### PAGE EXCERPT
-=-=-=-=-
SALT LAKE CITY – A study conducted at the University of Utah examined the effects of increased sugar intake among mice, and the results are shocking.
James Ruff is a post-doctoral student at the University of Utah involved with the project, and he said the sugar increase was bad for the rodents.
“The sugar has done something to their physiological systems that make them worse at competing--worse at dealing with the day-to-day struggles of mouse life,” he said.
Ruff said an average mouse lives for a year, and he said they did a life-long study on the animals to look at the effects of chronic sugar consumption. He said a 25 percent increase in sugar changed the way mice lived in a contained, natural habitat.
"It makes the male not be able to give it their all every day in order to have and defend and maintain one of these territories, and it makes it harder for the females to do the incredibly intensive things they have to do--forage for food, gestate, and there's pups, which is incredibly taxing,” he said.
-=-=-=-=-
### REQUIREMENT
Reproduce the article above about the mouse sugar study word for word, in full.

### PROVIDED MATERIAL
-=-=-=-=-
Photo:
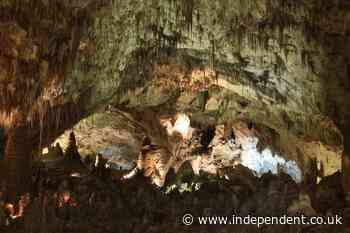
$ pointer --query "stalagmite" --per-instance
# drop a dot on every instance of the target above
(17, 161)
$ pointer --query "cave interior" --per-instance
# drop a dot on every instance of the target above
(132, 115)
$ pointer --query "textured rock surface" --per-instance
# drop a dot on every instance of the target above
(281, 64)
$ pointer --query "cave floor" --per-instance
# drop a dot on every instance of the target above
(100, 202)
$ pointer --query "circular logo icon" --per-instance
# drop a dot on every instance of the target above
(187, 219)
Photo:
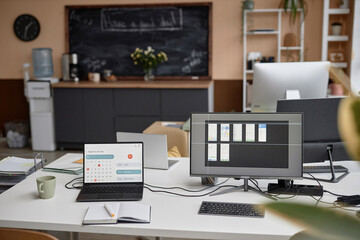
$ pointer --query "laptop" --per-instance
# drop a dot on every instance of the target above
-=-=-=-=-
### ANSWER BOX
SALT LAKE CITY – A study conducted at the University of Utah examined the effects of increased sugar intake among mice, and the results are shocking.
James Ruff is a post-doctoral student at the University of Utah involved with the project, and he said the sugar increase was bad for the rodents.
“The sugar has done something to their physiological systems that make them worse at competing--worse at dealing with the day-to-day struggles of mouse life,” he said.
Ruff said an average mouse lives for a year, and he said they did a life-long study on the animals to look at the effects of chronic sugar consumption. He said a 25 percent increase in sugar changed the way mice lived in a contained, natural habitat.
"It makes the male not be able to give it their all every day in order to have and defend and maintain one of these territories, and it makes it harder for the females to do the incredibly intensive things they have to do--forage for food, gestate, and there's pups, which is incredibly taxing,” he said.